:: Objetivo de la tarea ::
En el texto de análisis, identifica todos los personajes que aparecen con el nombre de un actor entre paréntesis e indica el actor de cada uno.

:: Texto de análisis ::
Este jueves se estrena en cines, la nueva película del australiano Sean Byrne, protagonizada por Jai Courtney.
Con Animales peligrosos, Sean Byrne confirma que su nombre ya no se escribe en los márgenes del género, sino en el centro de las conversaciones más interesantes sobre el terror contemporáneo. Si The Loved Ones se había ganado el estatus de film de culto y The Devil’s Candy expandía su universo con un híbrido entre lo satánico y lo íntimo, su tercera película se lanza de lleno a una fusión inesperada: el slasher y el cine de criaturas marinas. Una apuesta arriesgada que, como toda jugada de Byrne, se sostiene más en el tono y en el pulso visual que en la verosimilitud del guion.
La historia sigue a Zephyr (Hassie Harrison), una surfista rebelde que es secuestrada por Tucker (Jai Courtney), un psicópata que organiza falsos tours de buceo con tiburones para atraer a sus víctimas. El barco herrumbroso donde las retiene se transforma en un escenario de crueldad, donde los cuerpos drogados son lanzados al mar como alimento. Pero Zephyr no es la víctima pasiva del manual: su espíritu combativo y el lazo afectivo con Moses (Josh Heuston) hacen que el juego de supervivencia se vuelva menos predecible, marcado por huidas fallidas, persecuciones frenéticas y un enfrentamiento final que nunca abandona el mar abierto como amenaza latente.

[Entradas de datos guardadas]
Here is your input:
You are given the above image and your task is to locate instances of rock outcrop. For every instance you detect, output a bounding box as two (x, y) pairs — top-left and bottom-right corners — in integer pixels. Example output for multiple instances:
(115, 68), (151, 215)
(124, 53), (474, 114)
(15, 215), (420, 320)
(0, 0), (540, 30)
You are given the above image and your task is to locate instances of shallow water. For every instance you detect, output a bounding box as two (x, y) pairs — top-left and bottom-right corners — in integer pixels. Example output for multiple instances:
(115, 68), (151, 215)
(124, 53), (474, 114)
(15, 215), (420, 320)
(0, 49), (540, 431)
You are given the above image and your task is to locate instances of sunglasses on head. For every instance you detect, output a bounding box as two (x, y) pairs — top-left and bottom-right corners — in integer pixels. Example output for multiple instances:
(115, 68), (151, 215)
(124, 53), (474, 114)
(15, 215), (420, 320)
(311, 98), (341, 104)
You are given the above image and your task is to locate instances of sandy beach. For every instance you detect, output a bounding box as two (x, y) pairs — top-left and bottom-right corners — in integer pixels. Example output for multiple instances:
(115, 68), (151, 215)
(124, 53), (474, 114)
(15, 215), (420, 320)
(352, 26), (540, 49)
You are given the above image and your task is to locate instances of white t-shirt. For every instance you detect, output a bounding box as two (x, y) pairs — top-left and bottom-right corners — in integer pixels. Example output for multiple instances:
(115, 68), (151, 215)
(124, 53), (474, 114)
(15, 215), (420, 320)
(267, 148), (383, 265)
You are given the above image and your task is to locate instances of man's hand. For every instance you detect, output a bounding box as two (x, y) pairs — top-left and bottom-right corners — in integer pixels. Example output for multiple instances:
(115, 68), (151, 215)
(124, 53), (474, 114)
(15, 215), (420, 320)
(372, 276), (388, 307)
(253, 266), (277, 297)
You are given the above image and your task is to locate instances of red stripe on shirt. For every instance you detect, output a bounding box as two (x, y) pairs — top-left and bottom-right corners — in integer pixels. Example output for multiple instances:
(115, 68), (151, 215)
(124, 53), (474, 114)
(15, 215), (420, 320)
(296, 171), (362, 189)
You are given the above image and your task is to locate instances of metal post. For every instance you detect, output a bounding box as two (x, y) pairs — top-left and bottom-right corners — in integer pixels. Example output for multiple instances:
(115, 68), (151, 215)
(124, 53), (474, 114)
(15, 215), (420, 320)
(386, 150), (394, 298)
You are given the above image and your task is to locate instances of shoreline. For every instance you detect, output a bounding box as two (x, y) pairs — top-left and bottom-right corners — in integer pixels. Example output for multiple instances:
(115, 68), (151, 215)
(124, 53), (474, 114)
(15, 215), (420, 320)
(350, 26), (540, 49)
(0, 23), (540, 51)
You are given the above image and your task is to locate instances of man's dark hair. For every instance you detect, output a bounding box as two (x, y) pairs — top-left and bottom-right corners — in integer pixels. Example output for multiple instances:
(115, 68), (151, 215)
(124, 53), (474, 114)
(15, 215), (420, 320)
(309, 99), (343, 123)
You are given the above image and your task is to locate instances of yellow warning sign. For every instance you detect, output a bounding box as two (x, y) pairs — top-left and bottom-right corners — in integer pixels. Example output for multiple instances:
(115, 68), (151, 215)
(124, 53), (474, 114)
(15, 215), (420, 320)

:: Área de respuesta ::
Zephyr: Hassie Harrison
Tucker: Jai Courtney
Moses: Josh Heuston